» What is required: Where the records below show a line containing "cross in the photo above.", start copying; end with the line containing "post in the photo above.", and copy it too.
[Supplied data — start]
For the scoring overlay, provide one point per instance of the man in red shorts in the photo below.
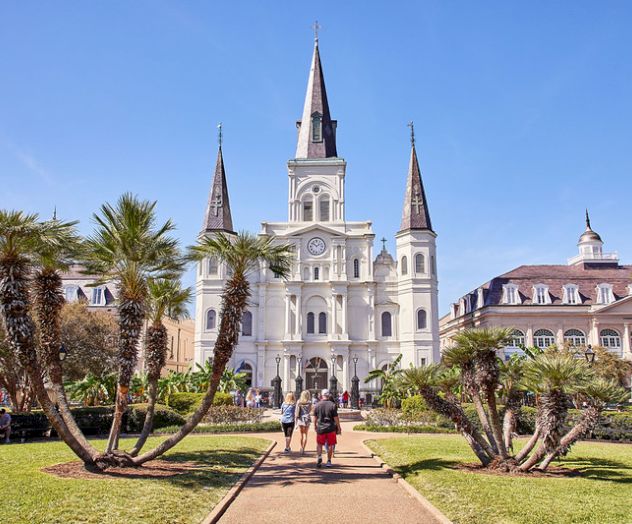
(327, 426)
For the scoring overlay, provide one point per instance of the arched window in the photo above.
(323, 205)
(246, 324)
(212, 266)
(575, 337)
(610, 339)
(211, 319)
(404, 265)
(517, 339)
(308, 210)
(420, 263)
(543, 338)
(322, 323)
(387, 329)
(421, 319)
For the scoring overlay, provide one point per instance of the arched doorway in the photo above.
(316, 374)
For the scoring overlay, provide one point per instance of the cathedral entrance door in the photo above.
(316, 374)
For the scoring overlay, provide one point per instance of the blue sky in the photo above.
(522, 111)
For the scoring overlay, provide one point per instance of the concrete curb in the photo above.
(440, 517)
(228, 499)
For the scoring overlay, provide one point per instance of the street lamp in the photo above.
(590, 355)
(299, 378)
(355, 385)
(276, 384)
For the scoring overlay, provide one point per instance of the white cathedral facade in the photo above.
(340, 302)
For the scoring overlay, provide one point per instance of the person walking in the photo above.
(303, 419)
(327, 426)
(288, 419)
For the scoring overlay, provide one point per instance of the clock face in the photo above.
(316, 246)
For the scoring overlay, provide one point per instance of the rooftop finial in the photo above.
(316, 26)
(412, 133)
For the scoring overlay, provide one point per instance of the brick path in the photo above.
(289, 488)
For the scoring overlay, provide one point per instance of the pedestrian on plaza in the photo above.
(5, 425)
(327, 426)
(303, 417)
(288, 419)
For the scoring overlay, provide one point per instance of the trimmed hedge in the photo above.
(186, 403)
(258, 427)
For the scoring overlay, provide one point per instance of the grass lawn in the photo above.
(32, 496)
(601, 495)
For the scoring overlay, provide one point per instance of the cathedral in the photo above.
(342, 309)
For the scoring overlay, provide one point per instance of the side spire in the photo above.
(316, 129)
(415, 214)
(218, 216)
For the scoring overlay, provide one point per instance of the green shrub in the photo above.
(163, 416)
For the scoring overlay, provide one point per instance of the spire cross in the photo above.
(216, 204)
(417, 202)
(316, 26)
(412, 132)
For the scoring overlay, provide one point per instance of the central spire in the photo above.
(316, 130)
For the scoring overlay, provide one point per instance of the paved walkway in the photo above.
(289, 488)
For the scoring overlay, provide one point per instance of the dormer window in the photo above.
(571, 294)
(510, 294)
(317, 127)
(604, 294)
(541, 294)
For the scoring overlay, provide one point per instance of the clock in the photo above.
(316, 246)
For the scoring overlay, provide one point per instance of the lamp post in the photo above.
[Supplied data — finish]
[Supplied data — start]
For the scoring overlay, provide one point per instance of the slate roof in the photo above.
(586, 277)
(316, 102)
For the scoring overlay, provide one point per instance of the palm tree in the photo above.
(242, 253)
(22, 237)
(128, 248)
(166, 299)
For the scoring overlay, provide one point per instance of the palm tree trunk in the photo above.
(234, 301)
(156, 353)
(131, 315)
[Supplied data — finish]
» Solution for this task:
For the scoring overlay, provide one point per instance of the spire cross in the photo above.
(216, 204)
(417, 202)
(316, 26)
(412, 132)
For the scoring overlay, provide one point per instance of the central spire in the photo above.
(316, 130)
For the scoring overlay, provide one point per instance of the paved walkway in the photo above.
(289, 488)
For the scoring overlay, provide one point per instance of the dormer window in the photo above.
(571, 294)
(510, 294)
(317, 127)
(604, 294)
(541, 294)
For the scoring overlay, provide one point per instance of the clock in the photo above.
(316, 246)
For the scoring overlay, provide one point per instance of the lamp post in the photo above.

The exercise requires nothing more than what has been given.